Source text:

↓

Merck, with GSK in its rearview, suffers second FDA rejection of cough drug gefapixant
The FDA has put a lump of coal in Merck & Co.’s stocking. Following the recommendation of its advisory committee, the agency has issued a second complete response letter for the chronic cough drug gefapixant, giving GSK a shot at coming from behind to capture the untapped market.
Merck received its first FDA rejection for gefapixant, a P2X3 receptor antagonist designed to treat chronic cough, at the start of last year. The Big Pharma recounted coughs in two pivotal trials to try to address the FDA’s worries, only for the agency to publish an advisory committee briefing document that reflected doubts about whether the molecule has clinically meaningful effects.
Those doubts informed a 12-1 advisory committee vote against gefapixant—and now the FDA’s decision to again reject the molecule. The FDA gave Merck the news one week ahead of the decision deadline.
Merck said the FDA concluded that the filing fell short of the requirement for substantial evidence of effectiveness in the two targeted indications, refractory chronic cough and unexplained chronic cough in adults. The drug developer, which voiced disappointment at the FDA’s decision given the unmet need, is reviewing the latest feedback from the agency before deciding on the next steps.

↑

Exercise tasks:
**1)** Please update the gefapixant article between "Merck, with GSK" and "clinically meaningful effects.", inclusive, so that "chronic cough" becomes "persistent cough".
**2)** Write the next part of the article on the FDA's second rejection of Merck's gefapixant, starting after its last sentence.

Material shown:
↓

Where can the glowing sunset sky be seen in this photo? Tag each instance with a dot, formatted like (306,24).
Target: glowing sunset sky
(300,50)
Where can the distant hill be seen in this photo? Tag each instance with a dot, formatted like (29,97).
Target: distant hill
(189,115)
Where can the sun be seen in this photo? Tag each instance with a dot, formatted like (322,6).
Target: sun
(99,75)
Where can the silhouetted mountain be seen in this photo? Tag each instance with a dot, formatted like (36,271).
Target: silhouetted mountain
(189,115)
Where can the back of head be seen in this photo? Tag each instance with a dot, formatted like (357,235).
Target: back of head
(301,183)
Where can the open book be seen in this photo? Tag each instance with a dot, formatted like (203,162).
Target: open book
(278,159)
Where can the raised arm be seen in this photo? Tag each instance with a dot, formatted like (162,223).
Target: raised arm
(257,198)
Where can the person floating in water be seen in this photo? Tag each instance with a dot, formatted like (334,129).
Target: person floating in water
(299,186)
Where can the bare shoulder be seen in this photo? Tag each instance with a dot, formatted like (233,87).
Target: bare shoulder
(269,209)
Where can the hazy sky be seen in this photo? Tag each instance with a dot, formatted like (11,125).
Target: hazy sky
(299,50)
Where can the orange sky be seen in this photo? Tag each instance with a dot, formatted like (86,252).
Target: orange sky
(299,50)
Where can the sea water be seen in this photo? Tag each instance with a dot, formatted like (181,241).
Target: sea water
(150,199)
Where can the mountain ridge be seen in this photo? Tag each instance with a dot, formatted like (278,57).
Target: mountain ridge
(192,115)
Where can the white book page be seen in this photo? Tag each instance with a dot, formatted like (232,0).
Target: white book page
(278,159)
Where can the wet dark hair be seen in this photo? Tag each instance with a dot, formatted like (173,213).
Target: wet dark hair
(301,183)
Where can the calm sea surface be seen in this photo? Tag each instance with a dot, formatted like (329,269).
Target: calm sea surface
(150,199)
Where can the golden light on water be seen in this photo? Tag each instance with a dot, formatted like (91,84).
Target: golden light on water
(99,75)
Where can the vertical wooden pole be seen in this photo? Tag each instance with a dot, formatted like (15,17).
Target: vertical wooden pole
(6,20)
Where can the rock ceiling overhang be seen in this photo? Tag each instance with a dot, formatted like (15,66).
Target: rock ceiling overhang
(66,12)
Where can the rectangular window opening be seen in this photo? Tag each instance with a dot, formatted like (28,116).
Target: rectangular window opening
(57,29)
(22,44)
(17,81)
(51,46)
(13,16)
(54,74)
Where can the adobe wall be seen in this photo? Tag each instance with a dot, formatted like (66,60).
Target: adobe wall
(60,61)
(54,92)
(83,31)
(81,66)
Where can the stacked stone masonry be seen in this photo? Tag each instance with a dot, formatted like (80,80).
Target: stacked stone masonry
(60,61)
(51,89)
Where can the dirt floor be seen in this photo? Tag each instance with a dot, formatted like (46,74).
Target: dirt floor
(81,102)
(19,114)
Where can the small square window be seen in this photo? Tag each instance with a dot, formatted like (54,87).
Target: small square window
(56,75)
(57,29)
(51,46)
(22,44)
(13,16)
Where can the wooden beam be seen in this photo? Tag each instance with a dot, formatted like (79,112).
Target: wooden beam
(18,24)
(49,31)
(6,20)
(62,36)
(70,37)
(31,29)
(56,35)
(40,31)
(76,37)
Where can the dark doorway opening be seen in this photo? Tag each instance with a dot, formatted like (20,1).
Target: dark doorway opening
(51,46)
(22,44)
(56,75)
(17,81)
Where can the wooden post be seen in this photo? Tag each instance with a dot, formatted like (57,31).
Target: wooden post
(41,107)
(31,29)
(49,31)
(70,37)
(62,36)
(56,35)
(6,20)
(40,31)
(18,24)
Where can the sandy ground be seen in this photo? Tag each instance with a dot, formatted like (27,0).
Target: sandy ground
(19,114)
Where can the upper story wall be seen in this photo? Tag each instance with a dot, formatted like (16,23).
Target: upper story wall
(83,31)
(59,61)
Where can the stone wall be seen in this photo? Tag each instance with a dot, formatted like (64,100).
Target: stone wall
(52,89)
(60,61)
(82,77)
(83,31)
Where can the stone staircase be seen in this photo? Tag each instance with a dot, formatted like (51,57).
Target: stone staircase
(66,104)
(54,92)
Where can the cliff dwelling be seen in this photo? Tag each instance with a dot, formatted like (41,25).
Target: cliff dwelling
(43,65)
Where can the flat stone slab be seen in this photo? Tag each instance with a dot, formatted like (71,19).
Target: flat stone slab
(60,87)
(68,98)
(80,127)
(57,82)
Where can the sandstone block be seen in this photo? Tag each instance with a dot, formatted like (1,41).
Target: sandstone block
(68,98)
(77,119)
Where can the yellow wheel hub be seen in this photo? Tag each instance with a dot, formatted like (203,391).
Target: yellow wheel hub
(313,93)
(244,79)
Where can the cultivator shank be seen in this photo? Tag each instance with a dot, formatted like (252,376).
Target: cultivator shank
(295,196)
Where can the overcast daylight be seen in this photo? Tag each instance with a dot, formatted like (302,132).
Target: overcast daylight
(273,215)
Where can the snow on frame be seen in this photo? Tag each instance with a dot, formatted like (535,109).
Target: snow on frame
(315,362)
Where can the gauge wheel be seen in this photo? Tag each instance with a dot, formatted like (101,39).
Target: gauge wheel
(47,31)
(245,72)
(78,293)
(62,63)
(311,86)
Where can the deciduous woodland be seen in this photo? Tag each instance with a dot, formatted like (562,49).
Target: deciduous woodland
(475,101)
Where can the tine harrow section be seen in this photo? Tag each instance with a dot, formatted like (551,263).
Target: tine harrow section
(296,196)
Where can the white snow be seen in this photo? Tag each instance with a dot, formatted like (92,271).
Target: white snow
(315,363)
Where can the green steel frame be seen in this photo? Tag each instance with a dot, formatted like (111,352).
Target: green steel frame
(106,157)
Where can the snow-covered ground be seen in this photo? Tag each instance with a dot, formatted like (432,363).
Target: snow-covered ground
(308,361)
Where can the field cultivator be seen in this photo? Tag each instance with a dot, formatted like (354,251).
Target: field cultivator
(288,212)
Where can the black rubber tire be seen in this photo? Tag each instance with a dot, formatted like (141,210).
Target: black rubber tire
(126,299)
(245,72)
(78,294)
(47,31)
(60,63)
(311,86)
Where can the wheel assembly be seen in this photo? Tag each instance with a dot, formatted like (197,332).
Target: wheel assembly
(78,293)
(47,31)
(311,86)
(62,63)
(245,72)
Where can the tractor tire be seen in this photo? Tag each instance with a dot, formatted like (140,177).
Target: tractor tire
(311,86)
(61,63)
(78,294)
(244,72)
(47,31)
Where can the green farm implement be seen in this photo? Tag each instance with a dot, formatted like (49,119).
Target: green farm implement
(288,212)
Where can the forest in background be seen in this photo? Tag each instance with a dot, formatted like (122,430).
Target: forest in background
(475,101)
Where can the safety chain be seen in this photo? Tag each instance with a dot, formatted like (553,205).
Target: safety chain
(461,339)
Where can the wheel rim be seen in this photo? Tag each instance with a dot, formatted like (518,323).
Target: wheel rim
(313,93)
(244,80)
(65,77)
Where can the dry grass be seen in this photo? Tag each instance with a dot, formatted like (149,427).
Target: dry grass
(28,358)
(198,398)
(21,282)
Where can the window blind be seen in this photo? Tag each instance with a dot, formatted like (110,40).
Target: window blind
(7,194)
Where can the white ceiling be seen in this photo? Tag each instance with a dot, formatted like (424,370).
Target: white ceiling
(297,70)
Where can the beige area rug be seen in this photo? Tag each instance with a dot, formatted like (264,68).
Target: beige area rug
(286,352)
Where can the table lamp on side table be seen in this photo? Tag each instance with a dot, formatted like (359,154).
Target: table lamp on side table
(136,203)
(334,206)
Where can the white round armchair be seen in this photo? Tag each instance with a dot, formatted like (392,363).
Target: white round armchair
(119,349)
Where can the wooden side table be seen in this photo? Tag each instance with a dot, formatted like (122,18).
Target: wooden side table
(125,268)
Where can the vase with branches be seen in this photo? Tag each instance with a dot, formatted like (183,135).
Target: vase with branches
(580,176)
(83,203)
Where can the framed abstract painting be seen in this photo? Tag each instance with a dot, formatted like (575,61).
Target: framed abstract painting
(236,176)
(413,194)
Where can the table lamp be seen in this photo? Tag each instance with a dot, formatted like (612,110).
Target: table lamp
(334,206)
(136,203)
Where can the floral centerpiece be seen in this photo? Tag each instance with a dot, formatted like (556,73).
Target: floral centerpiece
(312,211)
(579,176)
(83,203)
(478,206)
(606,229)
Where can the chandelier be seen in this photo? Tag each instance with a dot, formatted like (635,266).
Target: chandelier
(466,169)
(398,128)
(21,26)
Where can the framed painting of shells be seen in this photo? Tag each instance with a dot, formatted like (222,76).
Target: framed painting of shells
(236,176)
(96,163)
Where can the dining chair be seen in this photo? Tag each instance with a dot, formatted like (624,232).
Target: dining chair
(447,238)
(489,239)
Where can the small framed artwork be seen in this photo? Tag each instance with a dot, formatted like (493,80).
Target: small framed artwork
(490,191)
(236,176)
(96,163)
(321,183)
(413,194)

↑

Replies:
**1)**
Merck, with GSK in its rearview, suffers second FDA rejection of cough drug gefapixant
The FDA has put a lump of coal in Merck & Co.’s stocking. Following the recommendation of its advisory committee, the agency has issued a second complete response letter for the persistent cough drug gefapixant, giving GSK a shot at coming from behind to capture the untapped market.
Merck received its first FDA rejection for gefapixant, a P2X3 receptor antagonist designed to treat persistent cough, at the start of last year. The Big Pharma recounted coughs in two pivotal trials to try to address the FDA’s worries, only for the agency to publish an advisory committee briefing document that reflected doubts about whether the molecule has clinically meaningful effects.

**2)**
At this stage, it is unclear what the next steps may entail. Merck won approval earlier this year in the European Union, where it persuaded regulators that a “modest effect” on cough and “manageable” side effects supported authorization, but has now failed twice to deploy its existing data to bring the drug to the U.S. market.
The rejections will have provided information on how to design studies that deliver the data requested by the FDA, but running another trial will mean investing more time and money in gefapixant. Delays are eating into the headstart that Merck had over GSK, which lists September 2024 and July 2025 as the primary completion dates for phase 3 trials of a rival asset it acquired from Bellus Health.